* [WHAT YOU HAVE TO DO]
Using the records below, transcribe word for word the stretch from the line that contains "the green grass" through the line that contains "task | locate a point on every instance of the shadow", both end lines included, and nothing else.

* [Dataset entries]

BEGIN

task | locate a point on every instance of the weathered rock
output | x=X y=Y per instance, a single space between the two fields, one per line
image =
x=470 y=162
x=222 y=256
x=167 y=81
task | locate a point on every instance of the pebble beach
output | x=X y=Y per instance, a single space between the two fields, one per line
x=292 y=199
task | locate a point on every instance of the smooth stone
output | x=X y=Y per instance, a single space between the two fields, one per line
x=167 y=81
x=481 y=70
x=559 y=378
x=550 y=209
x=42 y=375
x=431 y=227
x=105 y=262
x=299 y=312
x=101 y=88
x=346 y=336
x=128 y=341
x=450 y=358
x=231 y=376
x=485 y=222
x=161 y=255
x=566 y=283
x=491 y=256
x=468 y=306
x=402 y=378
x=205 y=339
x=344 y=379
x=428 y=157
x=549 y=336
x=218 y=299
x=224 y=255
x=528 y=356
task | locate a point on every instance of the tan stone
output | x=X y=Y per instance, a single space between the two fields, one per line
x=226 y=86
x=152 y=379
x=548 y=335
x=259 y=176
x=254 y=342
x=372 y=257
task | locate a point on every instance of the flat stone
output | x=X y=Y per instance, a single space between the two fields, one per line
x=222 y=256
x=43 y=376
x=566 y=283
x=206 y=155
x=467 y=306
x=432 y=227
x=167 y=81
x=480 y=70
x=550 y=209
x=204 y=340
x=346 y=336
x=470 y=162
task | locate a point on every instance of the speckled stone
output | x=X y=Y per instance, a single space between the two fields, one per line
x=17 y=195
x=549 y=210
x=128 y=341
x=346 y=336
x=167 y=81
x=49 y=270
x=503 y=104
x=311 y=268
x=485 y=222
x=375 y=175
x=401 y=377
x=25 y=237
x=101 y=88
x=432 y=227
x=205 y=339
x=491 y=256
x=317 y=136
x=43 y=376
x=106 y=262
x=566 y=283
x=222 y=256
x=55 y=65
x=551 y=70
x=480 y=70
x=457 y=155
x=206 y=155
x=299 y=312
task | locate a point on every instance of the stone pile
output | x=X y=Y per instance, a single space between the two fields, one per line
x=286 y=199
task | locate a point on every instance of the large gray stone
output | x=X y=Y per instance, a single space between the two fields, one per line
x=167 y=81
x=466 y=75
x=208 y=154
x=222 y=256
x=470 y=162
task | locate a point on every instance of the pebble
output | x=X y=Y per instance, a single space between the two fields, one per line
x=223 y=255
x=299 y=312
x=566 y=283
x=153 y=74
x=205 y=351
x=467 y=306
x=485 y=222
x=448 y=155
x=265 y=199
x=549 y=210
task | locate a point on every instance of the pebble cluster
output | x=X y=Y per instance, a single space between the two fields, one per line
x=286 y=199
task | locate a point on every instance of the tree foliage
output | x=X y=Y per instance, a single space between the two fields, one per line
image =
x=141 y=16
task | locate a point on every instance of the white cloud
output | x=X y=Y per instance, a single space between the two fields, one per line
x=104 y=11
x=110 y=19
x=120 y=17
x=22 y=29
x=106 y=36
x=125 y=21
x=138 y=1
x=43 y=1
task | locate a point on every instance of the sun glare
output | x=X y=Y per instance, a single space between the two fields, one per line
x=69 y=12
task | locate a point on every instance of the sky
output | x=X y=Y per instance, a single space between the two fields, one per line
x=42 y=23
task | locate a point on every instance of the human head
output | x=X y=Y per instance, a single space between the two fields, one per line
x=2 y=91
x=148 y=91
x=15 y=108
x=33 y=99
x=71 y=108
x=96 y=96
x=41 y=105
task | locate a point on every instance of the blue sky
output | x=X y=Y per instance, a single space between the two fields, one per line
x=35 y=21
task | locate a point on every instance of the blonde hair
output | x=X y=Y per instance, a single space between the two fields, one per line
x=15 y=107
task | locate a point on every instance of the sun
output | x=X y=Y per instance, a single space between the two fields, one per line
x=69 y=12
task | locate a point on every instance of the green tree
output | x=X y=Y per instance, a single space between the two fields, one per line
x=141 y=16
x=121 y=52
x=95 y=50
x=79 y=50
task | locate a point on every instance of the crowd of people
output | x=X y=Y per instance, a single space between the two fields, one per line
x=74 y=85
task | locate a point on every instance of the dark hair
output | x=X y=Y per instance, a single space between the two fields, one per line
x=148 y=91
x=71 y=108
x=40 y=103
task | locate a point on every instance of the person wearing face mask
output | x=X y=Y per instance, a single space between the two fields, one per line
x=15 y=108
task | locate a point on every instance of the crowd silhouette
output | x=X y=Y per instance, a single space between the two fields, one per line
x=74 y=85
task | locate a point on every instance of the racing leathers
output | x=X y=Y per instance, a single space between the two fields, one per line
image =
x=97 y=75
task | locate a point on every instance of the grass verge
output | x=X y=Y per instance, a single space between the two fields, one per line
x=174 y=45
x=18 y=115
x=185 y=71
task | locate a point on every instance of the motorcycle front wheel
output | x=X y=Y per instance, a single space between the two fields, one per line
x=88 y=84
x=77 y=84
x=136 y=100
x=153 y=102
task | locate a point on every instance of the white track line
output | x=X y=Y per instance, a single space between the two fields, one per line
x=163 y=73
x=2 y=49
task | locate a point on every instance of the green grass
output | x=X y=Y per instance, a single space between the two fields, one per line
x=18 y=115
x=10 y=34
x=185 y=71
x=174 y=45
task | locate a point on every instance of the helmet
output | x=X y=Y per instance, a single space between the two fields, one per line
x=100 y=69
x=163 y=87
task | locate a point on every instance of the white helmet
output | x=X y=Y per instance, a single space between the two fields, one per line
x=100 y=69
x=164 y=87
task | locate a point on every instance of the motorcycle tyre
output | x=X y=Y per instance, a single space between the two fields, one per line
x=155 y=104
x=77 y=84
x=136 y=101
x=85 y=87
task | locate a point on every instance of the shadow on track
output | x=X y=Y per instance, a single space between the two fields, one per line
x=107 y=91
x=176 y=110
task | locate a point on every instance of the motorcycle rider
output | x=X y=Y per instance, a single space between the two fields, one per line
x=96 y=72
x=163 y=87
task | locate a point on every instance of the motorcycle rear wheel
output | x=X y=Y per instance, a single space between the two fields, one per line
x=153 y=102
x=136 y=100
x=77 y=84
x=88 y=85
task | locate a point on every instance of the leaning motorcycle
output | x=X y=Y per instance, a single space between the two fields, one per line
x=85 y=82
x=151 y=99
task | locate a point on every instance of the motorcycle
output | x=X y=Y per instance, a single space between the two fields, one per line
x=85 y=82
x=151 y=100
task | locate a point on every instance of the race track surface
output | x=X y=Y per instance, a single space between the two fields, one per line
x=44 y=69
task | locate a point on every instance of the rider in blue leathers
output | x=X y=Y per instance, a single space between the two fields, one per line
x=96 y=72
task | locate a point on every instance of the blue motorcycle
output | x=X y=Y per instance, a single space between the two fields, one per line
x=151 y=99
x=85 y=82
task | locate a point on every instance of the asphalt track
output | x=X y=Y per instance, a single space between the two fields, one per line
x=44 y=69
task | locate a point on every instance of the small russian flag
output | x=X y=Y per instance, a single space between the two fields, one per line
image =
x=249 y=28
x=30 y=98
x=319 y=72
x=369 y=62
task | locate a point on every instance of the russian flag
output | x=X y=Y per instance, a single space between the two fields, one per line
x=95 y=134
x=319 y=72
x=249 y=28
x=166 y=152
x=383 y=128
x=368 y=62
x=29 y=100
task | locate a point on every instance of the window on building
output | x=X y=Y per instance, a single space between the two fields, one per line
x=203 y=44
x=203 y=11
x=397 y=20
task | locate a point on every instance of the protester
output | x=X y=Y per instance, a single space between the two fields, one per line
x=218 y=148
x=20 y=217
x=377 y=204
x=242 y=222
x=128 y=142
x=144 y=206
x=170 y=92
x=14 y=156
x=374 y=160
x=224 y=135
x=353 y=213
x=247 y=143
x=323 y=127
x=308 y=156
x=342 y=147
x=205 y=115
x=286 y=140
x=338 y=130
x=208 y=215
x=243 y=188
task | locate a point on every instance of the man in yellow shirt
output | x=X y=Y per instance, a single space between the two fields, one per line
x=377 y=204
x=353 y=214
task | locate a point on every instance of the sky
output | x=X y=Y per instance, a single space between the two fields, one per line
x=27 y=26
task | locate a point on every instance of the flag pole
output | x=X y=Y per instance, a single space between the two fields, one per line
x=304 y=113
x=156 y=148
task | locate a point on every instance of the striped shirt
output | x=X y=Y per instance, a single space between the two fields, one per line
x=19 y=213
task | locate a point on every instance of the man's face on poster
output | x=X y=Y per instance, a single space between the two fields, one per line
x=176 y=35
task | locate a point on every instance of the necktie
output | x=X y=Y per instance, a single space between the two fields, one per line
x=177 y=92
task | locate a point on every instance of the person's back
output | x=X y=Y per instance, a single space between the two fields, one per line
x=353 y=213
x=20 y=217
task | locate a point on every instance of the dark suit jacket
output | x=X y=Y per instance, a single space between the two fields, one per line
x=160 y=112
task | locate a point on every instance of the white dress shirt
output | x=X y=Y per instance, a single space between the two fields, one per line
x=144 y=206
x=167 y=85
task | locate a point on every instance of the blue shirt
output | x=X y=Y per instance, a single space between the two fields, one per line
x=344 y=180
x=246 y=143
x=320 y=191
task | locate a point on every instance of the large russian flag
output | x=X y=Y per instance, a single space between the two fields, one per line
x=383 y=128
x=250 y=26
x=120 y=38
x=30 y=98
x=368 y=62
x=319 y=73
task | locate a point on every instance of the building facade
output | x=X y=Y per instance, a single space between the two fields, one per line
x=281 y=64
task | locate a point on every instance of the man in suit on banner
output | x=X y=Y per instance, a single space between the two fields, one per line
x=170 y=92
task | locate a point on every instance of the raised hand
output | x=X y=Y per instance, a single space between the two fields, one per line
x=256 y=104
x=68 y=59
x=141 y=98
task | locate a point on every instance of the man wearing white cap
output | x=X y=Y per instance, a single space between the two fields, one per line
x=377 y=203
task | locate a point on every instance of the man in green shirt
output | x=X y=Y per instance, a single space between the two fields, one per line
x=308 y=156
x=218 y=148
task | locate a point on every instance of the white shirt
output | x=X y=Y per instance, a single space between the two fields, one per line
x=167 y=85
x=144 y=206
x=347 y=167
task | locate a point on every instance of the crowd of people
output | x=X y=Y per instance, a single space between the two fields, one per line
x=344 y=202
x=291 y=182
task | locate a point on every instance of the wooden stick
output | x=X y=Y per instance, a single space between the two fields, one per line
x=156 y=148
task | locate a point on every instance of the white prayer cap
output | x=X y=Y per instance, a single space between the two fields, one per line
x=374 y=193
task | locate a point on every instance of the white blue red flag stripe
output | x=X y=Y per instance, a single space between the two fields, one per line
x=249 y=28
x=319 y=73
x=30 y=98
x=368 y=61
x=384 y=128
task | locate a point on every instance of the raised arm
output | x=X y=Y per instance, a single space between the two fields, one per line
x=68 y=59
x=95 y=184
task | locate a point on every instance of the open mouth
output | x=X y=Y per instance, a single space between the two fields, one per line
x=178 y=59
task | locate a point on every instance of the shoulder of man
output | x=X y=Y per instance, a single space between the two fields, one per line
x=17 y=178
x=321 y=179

END

* [SOLUTION FOR THIS TASK]
task | locate a point on every instance of the green grass
output | x=X y=Y per instance, a single space between the two fields, one per line
x=18 y=115
x=10 y=34
x=185 y=71
x=174 y=45
task | locate a point on every instance of the helmet
output | x=X y=Y per instance, a single space between the two fields, one per line
x=100 y=69
x=163 y=87
task | locate a point on every instance of the white helmet
output | x=X y=Y per instance, a single space between the two fields, one per line
x=100 y=69
x=164 y=87
task | locate a point on every instance of the motorcycle tyre
output | x=X y=Y per instance, a single space between the two fields, one per line
x=155 y=104
x=77 y=84
x=136 y=101
x=85 y=87
task | locate a point on every instance of the shadow on track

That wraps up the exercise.